_Text:_

════════

There's a place in Big Cottonwood Canyon where you can watch the tides come and go — a billion years in the past.

Half a mile up City Creek Canyon from 11th Avenue, a concrete barrier braces the toe of an active landslide.

A massive limestone ridge is peppered with oceanic fossils, only 5.5 miles above the fee station near the mouth of Mill Creek Canyon. The fossils include shells and bits of coral from an ocean that washed Utah during the Triassic period, 248 million to 206 million years ago. At that time, on land, the earliest dinosaurs appeared.

These are only three of scores of geological features in the Salt Lake City area canyons, each with its own story. They are pinpointed and described in a fascinating new

booklet by the Utah Geological Survey, "Geologic Guide to the Central Wasatch Front Canyons: Salt Lake County, Utah." It's available for $3.95 at the Utah Department of Natural Resources Map & Bookstore, 1594 W. North Temple.

The 30-page booklet, with color photos and foldout maps, also can be ordered through the Internet, http://mapstore.utah.gov, or by contacting the store at 801-537-3320.

Accounts of roadside geology, with miles indicated from landmarks, cover the vehicle-accessible canyons: City Creek, Emigration, Parleys, Mill Creek, Big Cottonwood and Little Cottonwood.

"We'd actually been getting a lot of requests for such a comprehensive guide to the local canyons," said Sandy Eldredge, who worked on the project. "And up until now that has not been available in any form."

The project began about three years ago, with UGS geologists William F. Case handling Emigration, Parleys and Mill Creek; Mark R. Milligan, City Creek; Christine Wilkerson, Little Cottonwood; and Eldredge, Big Cottonwood.

"We each picked the canyons to do the field work and mileage and explain the geology," Eldredge said.

They took photos and researched topics of interest. Besides abundant geology references, the booklet points out some historic sites like a camping spot of the Donner Party in Emigration Canyon, the route of the pioneers of 1847, and drill bit marks for the quarry in Little Cottonwood where granite was mined for the Salt Lake LDS Temple.

But the focus is geology. These include the basics, she said, like "glaciers in the mountains, Lake Bonneville in the valley, the Wasatch Fault." The booklet also discusses earthquake faulting, periods of Earth history, comings and goings of oceans and rivers and Lake Bonneville, and varieties of rocks.

Some of the details are astonishing, like the Precambrian rock in Big Cottonwood Canyon. It is an exceptionally old formation, dating to between 800 million and 1 billion years ago. The canyon is dominated by Precambrian rock for its first six miles.

════════

_Given exercise A:_
Answer these questions about the article on the canyon geology guide:
(i) What is the price of the booklet?
(ii) Which canyon did Christine Wilkerson cover?
(iii) For how many miles is Big Cottonwood Canyon dominated by Precambrian rock?

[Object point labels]
════════

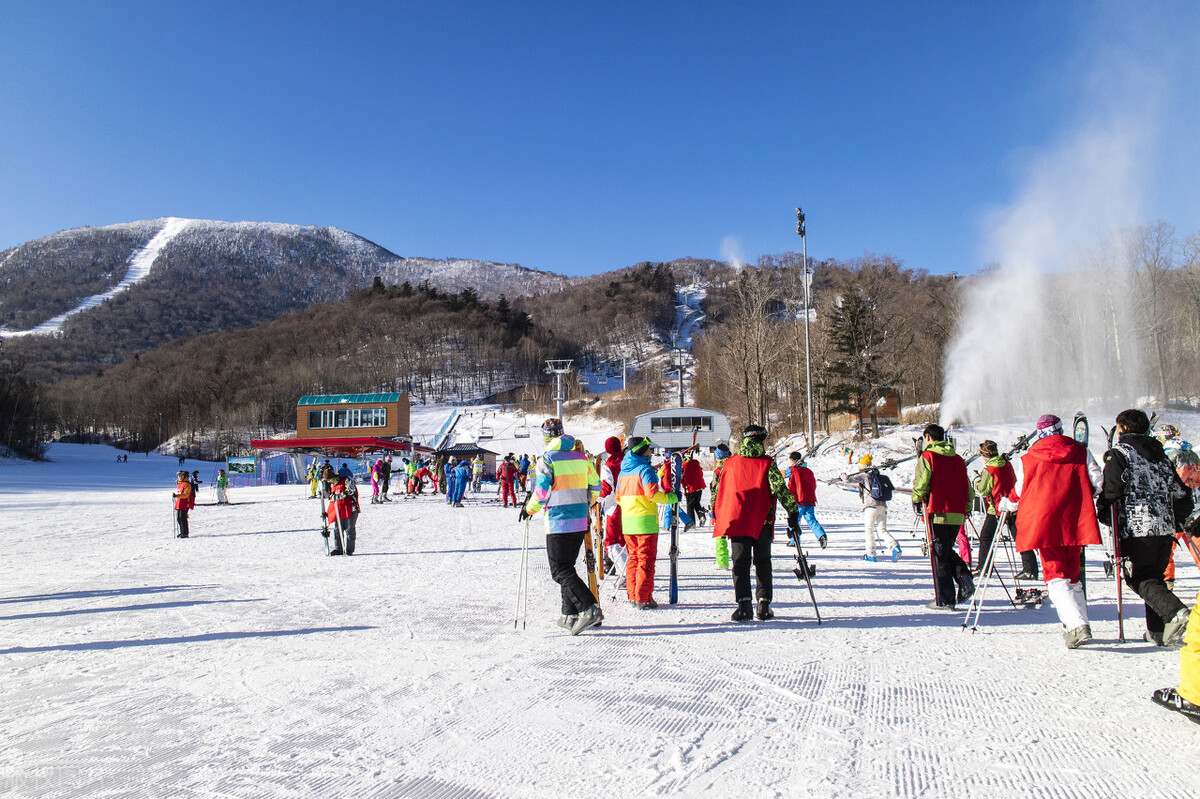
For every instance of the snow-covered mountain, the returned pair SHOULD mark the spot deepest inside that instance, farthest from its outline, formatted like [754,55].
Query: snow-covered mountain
[97,295]
[288,265]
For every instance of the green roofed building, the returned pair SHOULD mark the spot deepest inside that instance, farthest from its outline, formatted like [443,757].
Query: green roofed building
[346,415]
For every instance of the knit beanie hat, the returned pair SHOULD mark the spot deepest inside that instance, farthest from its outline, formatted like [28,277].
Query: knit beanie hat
[1049,425]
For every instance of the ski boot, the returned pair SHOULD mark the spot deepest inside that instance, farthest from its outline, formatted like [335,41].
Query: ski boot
[1171,700]
[744,612]
[587,618]
[1077,637]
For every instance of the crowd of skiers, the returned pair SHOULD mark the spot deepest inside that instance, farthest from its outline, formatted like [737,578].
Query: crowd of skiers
[1145,488]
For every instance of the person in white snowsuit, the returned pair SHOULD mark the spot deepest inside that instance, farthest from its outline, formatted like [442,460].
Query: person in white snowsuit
[875,511]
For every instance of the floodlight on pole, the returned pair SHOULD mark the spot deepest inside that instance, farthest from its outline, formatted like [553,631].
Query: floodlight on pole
[808,361]
[558,368]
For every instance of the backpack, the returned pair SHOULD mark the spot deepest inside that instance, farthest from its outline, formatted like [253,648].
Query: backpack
[879,486]
[1189,475]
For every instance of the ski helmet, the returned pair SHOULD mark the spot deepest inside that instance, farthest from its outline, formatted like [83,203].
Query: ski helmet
[640,444]
[755,431]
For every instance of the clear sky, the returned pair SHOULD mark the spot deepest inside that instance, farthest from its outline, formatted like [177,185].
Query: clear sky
[580,137]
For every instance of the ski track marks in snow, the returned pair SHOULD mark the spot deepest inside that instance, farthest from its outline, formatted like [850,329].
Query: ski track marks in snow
[244,662]
[139,268]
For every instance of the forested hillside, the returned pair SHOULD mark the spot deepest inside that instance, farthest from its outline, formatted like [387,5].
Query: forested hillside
[435,346]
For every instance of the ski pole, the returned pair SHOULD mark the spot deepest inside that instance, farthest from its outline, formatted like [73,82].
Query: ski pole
[987,570]
[523,581]
[802,570]
[1117,571]
[933,553]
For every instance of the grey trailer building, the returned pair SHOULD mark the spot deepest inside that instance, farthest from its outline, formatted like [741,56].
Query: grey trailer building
[672,428]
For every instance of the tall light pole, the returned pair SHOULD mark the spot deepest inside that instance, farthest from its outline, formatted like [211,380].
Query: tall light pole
[558,368]
[808,360]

════════

_Given exercise B:_
Edit everything in the listing from the line containing "For every instance of the ski track" down to the end of the listing, replacing "formatted like" with "written as" and changing nothing else. Return only those lines.

_Final answer A:_
(i) $3.95
(ii) Little Cottonwood
(iii) Its first six miles

_Final answer B:_
For every instance of the ski track marks in snow, the returned pair SHOULD mark the spot deepest inside that instance, farthest from its outline, written as [850,329].
Query: ski track marks in snow
[244,662]
[139,268]
For every instance of the forested hillside, the returned pair SHOULD mark the spot deepest inside that instance, farthest from its outline, written as [387,5].
Query: forested hillside
[435,346]
For every instance of the ski pole, the returned pair SHOULD mark the spot deepest inside that instance, farthest from its outline, written as [73,82].
Query: ski pole
[987,570]
[523,581]
[802,570]
[1117,571]
[933,553]
For every instance of the grey trailer building, the returned pair SHOULD mark the spot deepest inside that instance, farthest from its outline, written as [741,56].
Query: grey trailer building
[672,428]
For every instance of the tall light pole, the returned pair SHOULD mark the spot deepest inside that instance, farthest from its outline, written as [211,380].
Query: tall light pole
[558,368]
[808,360]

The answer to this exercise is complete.